### What to do
Among the entries below, how many lines have the word "black"? Answer only with the number.

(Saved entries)

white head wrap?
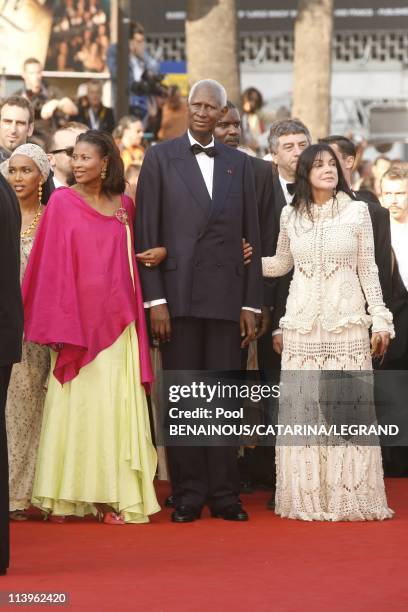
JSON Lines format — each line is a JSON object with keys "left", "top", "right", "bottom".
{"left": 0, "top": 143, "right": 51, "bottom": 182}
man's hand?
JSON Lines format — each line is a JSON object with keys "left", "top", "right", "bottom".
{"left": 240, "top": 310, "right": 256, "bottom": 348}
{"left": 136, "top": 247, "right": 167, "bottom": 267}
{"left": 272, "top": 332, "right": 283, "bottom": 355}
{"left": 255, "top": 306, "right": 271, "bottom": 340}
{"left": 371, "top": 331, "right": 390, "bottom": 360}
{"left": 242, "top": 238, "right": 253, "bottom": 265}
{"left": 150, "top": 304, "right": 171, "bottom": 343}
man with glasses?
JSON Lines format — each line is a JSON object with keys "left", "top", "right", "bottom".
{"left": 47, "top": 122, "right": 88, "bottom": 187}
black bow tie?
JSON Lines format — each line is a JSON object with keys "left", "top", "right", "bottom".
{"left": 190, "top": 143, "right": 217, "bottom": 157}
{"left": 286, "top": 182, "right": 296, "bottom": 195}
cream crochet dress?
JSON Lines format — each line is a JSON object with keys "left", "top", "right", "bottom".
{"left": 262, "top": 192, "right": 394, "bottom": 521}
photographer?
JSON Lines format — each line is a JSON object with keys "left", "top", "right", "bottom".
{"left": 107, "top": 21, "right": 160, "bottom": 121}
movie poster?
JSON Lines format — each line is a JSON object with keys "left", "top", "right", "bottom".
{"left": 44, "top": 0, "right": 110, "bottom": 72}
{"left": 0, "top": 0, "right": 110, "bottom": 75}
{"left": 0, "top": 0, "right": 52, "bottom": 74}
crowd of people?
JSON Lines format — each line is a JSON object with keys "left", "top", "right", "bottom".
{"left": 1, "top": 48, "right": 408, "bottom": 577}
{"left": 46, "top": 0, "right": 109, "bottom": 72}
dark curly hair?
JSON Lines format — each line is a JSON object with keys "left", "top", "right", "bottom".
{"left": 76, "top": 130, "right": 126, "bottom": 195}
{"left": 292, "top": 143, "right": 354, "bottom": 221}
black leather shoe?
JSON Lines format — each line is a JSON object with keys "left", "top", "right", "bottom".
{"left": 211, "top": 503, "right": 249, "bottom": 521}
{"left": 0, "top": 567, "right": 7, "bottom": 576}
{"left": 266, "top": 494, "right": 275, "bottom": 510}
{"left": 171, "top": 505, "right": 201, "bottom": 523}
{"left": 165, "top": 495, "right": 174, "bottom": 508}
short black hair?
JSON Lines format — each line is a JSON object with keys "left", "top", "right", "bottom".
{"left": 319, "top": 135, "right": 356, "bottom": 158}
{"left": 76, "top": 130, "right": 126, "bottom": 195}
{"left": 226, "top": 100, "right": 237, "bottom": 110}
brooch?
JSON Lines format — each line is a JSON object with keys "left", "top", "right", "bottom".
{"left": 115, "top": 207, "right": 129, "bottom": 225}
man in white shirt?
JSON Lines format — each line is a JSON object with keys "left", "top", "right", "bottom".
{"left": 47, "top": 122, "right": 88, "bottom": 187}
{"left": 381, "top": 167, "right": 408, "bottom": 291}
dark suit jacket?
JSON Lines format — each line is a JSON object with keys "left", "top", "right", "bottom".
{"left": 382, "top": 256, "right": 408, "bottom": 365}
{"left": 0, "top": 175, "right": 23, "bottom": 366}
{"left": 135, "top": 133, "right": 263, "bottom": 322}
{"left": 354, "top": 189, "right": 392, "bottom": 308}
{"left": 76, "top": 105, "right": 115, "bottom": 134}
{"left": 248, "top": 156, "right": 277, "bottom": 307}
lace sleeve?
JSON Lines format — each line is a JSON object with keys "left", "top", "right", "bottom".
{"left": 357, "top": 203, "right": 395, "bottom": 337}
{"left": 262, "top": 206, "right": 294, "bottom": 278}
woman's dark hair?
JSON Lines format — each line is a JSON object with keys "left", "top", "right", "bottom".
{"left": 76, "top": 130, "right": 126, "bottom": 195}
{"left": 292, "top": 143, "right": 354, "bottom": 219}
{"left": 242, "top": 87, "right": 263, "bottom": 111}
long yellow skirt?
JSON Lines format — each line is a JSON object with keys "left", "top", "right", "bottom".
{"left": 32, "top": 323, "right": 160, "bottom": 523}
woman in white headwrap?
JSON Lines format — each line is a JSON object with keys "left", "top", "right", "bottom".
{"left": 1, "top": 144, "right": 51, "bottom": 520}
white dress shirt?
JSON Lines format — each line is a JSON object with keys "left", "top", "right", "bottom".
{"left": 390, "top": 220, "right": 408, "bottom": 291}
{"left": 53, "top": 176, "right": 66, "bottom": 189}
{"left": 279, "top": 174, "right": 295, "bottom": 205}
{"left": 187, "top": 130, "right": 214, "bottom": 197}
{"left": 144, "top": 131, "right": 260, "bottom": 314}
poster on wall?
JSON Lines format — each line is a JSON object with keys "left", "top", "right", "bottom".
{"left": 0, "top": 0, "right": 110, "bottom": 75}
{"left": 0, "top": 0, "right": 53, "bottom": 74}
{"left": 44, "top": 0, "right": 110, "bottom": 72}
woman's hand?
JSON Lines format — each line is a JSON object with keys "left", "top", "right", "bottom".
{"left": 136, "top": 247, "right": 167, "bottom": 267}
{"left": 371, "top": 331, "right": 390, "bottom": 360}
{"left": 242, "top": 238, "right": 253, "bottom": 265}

### Response box
3